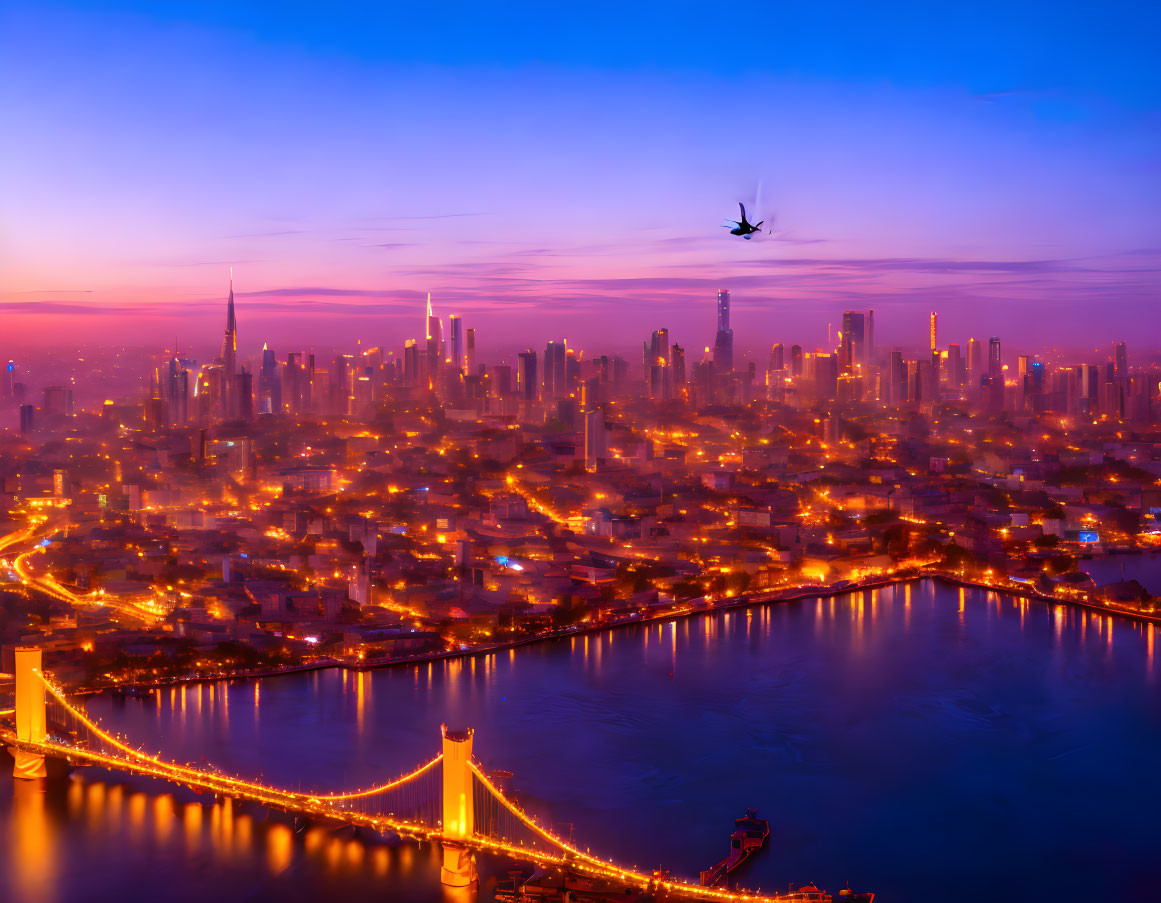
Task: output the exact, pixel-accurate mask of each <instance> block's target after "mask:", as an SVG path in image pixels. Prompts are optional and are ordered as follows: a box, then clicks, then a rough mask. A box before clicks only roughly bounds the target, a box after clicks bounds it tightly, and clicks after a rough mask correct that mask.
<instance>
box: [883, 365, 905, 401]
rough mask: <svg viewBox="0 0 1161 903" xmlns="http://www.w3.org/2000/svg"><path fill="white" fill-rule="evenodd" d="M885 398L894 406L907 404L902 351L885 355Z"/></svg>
mask: <svg viewBox="0 0 1161 903" xmlns="http://www.w3.org/2000/svg"><path fill="white" fill-rule="evenodd" d="M887 400H888V403H889V404H892V405H895V406H899V405H902V404H907V363H906V362H904V361H903V353H902V352H892V353H890V354H889V355H888V357H887Z"/></svg>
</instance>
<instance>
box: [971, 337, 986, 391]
mask: <svg viewBox="0 0 1161 903" xmlns="http://www.w3.org/2000/svg"><path fill="white" fill-rule="evenodd" d="M982 370H983V362H982V361H981V360H980V342H978V341H976V340H975V339H968V340H967V378H968V382H969V383H971V384H972V385H979V384H980V375H981V373H982Z"/></svg>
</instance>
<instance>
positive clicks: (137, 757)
mask: <svg viewBox="0 0 1161 903" xmlns="http://www.w3.org/2000/svg"><path fill="white" fill-rule="evenodd" d="M41 664H42V657H41V650H39V649H38V648H35V646H19V648H17V649H16V652H15V666H16V676H15V677H16V681H15V682H16V687H15V688H16V706H15V709H14V710H13V711H12V713H10V715H12V716H13V717H10V720H8V718H5V720H0V741H2V742H3V743H6V744H7V745H8V747H9V751H10V752H12V754H13V758H14V759H15V768H14V774H15V776H16V778H20V779H31V780H35V779H38V778H44V776H46V774H48V770H46V766H45V759H48V758H57V759H64V760H66V761H67V763H70V764H71V765H92V766H98V767H102V768H108V770H111V771H121V772H127V773H130V774H139V775H145V776H150V778H157V779H160V780H165V781H170V782H172V783H176V785H182V786H186V787H189V788H193V789H195V790H199V792H209V793H212V794H215V795H217V796H222V797H231V799H236V800H248V801H252V802H255V803H260V804H262V806H266V807H271V808H275V809H281V810H284V811H289V812H296V814H302V815H304V816H308V817H313V818H318V819H322V821H327V822H336V821H339V822H344V823H347V824H353V825H359V826H366V828H369V829H374V830H376V831H381V832H395V833H397V835H401V836H403V837H408V838H412V839H418V840H431V841H435V843H439V844H440V845H441V847H442V853H444V864H442V869H441V879H442V881H444V883H445V884H448V886H450V887H468V886H470V884H473V883H475V882H476V880H477V879H476V871H475V853H477V852H490V853H497V854H502V855H507V857H511V858H513V859H518V860H521V861H526V862H532V864H535V865H540V866H556V867H560V868H563V869H567V871H569V872H574V873H577V874H582V875H589V876H592V877H600V879H605V880H607V881H613V882H619V883H621V884H623V886H625V887H627V888H628V887H634V888H639V889H641V890H652V891H662V893H664V894H665V895H668V896H672V897H679V898H688V900H705V901H719V902H720V903H763V901H777V900H778V897H777V896H763V895H757V894H749V893H745V891H730V890H723V889H720V888H708V887H701V886H700V884H694V883H690V882H685V881H680V880H677V879H672V877H670V876H669V875H668V873H643V872H639V871H636V869H630V868H623V867H621V866H618V865H616V864H615V862H612V861H610V860H606V859H601V858H600V857H596V855H593V854H591V853H590V852H587V851H585V850H582V848H580V847H578V846H576V845H575V844H574V843H572V841H570V840H565V839H563V838H561V837H558V836H557V835H556V833H554V832H553V831H551V830H550V829H549V828H546V826H545V825H542V824H541V823H540V822H538V821H536V819H535V818H533V817H532V816H531V815H528V814H527V812H525V811H524V810H522V809H521V808H520V807H519V806H518V804H517V803H514V802H513V801H512V800H510V799H509V797H507V796H506V795H505V794H504V793H503V792H502V790H500V788H499V787H498V786H497V783H496V782H495V781H493V780H492V779H491V778H489V775H488V773H486V772H485V771H484V770H483V768H482V767H481V765H479V764H478V763H477V761H476V759H475V758H474V757H473V741H474V731H473V730H471V729H467V730H449V729H448V728H447V727H446V725H444V727H442V729H441V730H442V738H441V739H442V746H441V750H440V752H439V753H438V754H437V756H434V757H433V758H431V759H428V760H427V761H425V763H423V764H420V765H419V766H418V767H416V768H413V770H412V771H410V772H408V773H406V774H402V775H399V776H397V778H394V779H392V780H389V781H385V782H383V783H380V785H376V786H372V787H366V788H361V789H354V790H346V792H339V793H322V792H303V790H289V789H284V788H280V787H274V786H271V785H267V783H261V782H259V781H253V780H248V779H244V778H237V776H231V775H229V774H223V773H222V772H219V771H218V770H216V768H215V767H214V766H212V765H200V766H194V765H182V764H180V763H176V761H170V760H166V759H165V758H163V757H161V756H160V753H158V754H152V753H147V752H144V751H142V750H140V749H137V747H136V746H135V745H134V744H132V743H130V742H129V741H128V739H127V738H124V737H120V736H117V735H115V734H113V732H111V731H109V730H106V729H104V728H102V727H101V725H100V724H99V723H98V722H96V721H95V720H94V718H92V717H91V716H89V715H88V714H87V713H86V711H85V708H84V706H81V705H80V703H79V702H77V701H71V700H70V699H68V698H67V696H66V694H65V693H64V692H63V691H62V688H60V687H58V686H57V685H56V684H55V682H53V681H52V680H51V679H50V678H49V677H46V676H45V674H44V673H43V671H42V669H41Z"/></svg>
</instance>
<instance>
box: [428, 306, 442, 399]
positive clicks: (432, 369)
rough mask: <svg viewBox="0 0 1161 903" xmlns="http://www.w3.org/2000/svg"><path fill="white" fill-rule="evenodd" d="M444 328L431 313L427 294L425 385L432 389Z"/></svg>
mask: <svg viewBox="0 0 1161 903" xmlns="http://www.w3.org/2000/svg"><path fill="white" fill-rule="evenodd" d="M442 349H444V328H442V327H441V326H440V322H439V317H437V316H435V315H434V313H433V312H432V294H431V292H430V291H428V292H427V384H428V388H433V387H434V384H435V378H437V377H438V376H439V364H440V360H441V359H442V356H444V355H442Z"/></svg>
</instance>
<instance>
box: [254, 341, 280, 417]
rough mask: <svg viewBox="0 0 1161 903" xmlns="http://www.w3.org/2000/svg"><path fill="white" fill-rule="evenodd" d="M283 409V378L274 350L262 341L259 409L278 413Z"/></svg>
mask: <svg viewBox="0 0 1161 903" xmlns="http://www.w3.org/2000/svg"><path fill="white" fill-rule="evenodd" d="M281 410H282V380H281V378H279V362H277V360H275V357H274V352H273V351H272V349H271V347H269V346H268V345H266V342H262V368H261V369H260V370H259V371H258V411H259V413H264V414H276V413H279V412H280V411H281Z"/></svg>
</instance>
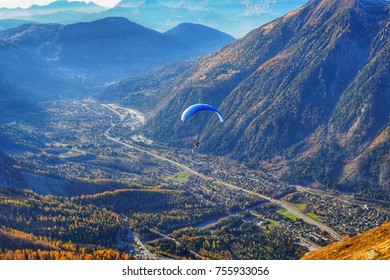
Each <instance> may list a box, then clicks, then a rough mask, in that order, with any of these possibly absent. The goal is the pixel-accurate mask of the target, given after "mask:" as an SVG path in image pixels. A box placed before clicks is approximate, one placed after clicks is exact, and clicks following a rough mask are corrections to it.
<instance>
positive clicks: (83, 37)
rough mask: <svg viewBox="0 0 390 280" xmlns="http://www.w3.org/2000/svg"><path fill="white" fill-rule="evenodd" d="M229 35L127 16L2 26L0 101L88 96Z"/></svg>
mask: <svg viewBox="0 0 390 280" xmlns="http://www.w3.org/2000/svg"><path fill="white" fill-rule="evenodd" d="M233 40H234V39H233V37H231V36H230V35H227V34H225V33H223V32H220V31H218V30H215V29H212V28H209V27H206V26H202V25H195V24H180V25H178V26H177V27H175V28H173V29H172V30H169V31H167V32H166V33H160V32H157V31H154V30H151V29H148V28H145V27H143V26H141V25H139V24H136V23H133V22H130V21H129V20H127V19H125V18H105V19H101V20H97V21H93V22H84V23H76V24H69V25H62V24H39V23H30V24H24V25H22V26H19V27H16V28H11V29H7V30H3V31H0V66H1V67H0V74H1V76H0V85H1V87H0V100H2V102H1V104H0V107H2V108H7V112H9V113H12V112H13V110H19V111H25V109H26V108H27V107H28V106H34V100H35V101H36V100H46V99H48V98H49V99H52V98H73V97H76V96H86V95H88V94H89V93H90V92H91V91H94V90H95V89H96V88H97V87H99V86H102V85H104V84H106V83H111V82H113V81H116V80H118V79H123V78H125V77H129V76H134V75H140V74H144V73H146V72H148V71H149V70H150V69H152V68H153V67H157V66H160V65H162V64H166V63H173V62H177V61H183V60H186V59H192V58H194V57H198V56H201V55H205V54H208V53H210V52H212V51H214V50H217V49H219V48H221V47H223V46H224V45H226V44H228V43H230V42H232V41H233ZM30 101H31V102H30Z"/></svg>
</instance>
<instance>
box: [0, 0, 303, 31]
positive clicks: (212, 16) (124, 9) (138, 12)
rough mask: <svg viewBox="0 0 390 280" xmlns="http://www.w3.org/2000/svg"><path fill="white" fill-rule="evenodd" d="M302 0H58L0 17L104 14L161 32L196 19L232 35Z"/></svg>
mask: <svg viewBox="0 0 390 280" xmlns="http://www.w3.org/2000/svg"><path fill="white" fill-rule="evenodd" d="M306 2H307V1H306V0H278V1H271V0H246V1H242V0H207V1H198V0H187V1H175V0H146V1H145V0H123V1H121V2H119V3H118V4H117V5H116V6H115V7H113V8H111V9H106V8H103V7H100V6H98V5H96V4H94V3H93V2H89V3H85V2H68V1H67V0H61V1H56V2H53V3H51V4H49V5H46V6H37V5H34V6H31V7H30V8H27V9H21V8H16V9H4V8H3V9H0V19H10V18H12V19H24V20H33V21H38V22H43V23H61V24H69V23H76V22H81V21H93V20H97V19H102V18H105V17H124V18H127V19H129V20H131V21H134V22H136V23H138V24H141V25H143V26H145V27H148V28H151V29H154V30H157V31H160V32H165V31H167V30H169V29H171V28H173V27H175V26H177V25H178V24H180V23H186V22H191V23H198V24H203V25H206V26H210V27H212V28H216V29H218V30H221V31H223V32H225V33H228V34H230V35H232V36H234V37H235V38H239V37H243V36H244V35H245V34H246V33H248V32H249V31H251V30H253V29H255V28H257V27H259V26H261V25H262V24H264V23H266V22H269V21H271V20H273V19H275V18H277V17H278V16H281V15H283V14H285V13H287V12H289V11H291V10H293V9H295V8H297V7H299V6H301V5H303V4H305V3H306Z"/></svg>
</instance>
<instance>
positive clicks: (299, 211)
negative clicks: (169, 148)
mask: <svg viewBox="0 0 390 280" xmlns="http://www.w3.org/2000/svg"><path fill="white" fill-rule="evenodd" d="M110 109H111V110H112V111H114V110H113V109H112V108H110ZM114 112H115V111H114ZM116 113H117V114H118V115H120V116H121V121H120V122H119V123H117V124H114V125H113V126H112V127H110V128H109V129H107V130H106V131H105V132H104V136H105V137H106V138H107V139H109V140H111V141H113V142H115V143H117V144H120V145H123V146H125V147H127V148H130V149H134V150H137V151H140V152H143V153H146V154H148V155H150V156H152V157H154V158H156V159H158V160H161V161H166V162H169V163H170V164H172V165H174V166H176V167H178V168H179V169H181V170H183V171H186V172H188V173H190V174H192V175H195V176H198V177H200V178H202V179H204V180H210V181H213V183H216V184H219V185H221V186H224V187H228V188H230V189H236V190H242V191H244V192H246V193H247V194H251V195H253V196H257V197H260V198H263V199H265V200H268V201H270V202H272V203H274V204H277V205H278V206H280V207H282V208H284V209H285V210H287V211H288V212H290V213H291V214H293V215H294V216H296V217H298V218H300V219H302V220H303V221H305V222H306V223H308V224H311V225H314V226H317V227H318V228H320V229H321V230H323V231H325V232H327V233H329V235H330V236H331V237H332V238H333V239H335V240H336V241H338V240H341V238H342V236H341V235H340V234H339V233H337V232H336V231H335V230H333V229H332V228H330V227H329V226H328V225H326V224H324V223H321V222H320V221H317V220H315V219H313V218H310V217H309V216H307V215H306V214H304V213H302V212H301V211H299V210H298V209H296V208H295V207H293V206H292V205H291V204H289V203H287V202H284V201H281V200H277V199H274V198H271V197H269V196H266V195H263V194H260V193H257V192H254V191H251V190H247V189H244V188H242V187H239V186H236V185H234V184H231V183H228V182H225V181H222V180H219V179H217V180H215V179H214V178H211V177H209V176H207V175H205V174H202V173H200V172H198V171H196V170H194V169H192V168H190V167H188V166H186V165H184V164H182V163H179V162H177V161H174V160H172V159H169V158H166V157H164V156H161V155H158V154H156V153H153V152H151V151H148V150H146V149H144V148H140V147H139V146H136V145H133V144H128V143H125V142H123V141H121V140H119V139H117V138H114V137H111V136H110V130H111V129H112V128H114V127H115V126H117V125H119V124H120V123H121V122H122V121H123V120H124V118H123V115H121V114H120V113H119V112H116Z"/></svg>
::::::
> Directions for this task
Give the number of lines in the listing that contain the string "positive", counting only matches with the same capitalization. Reply with the number alone.

> Answer to this task
5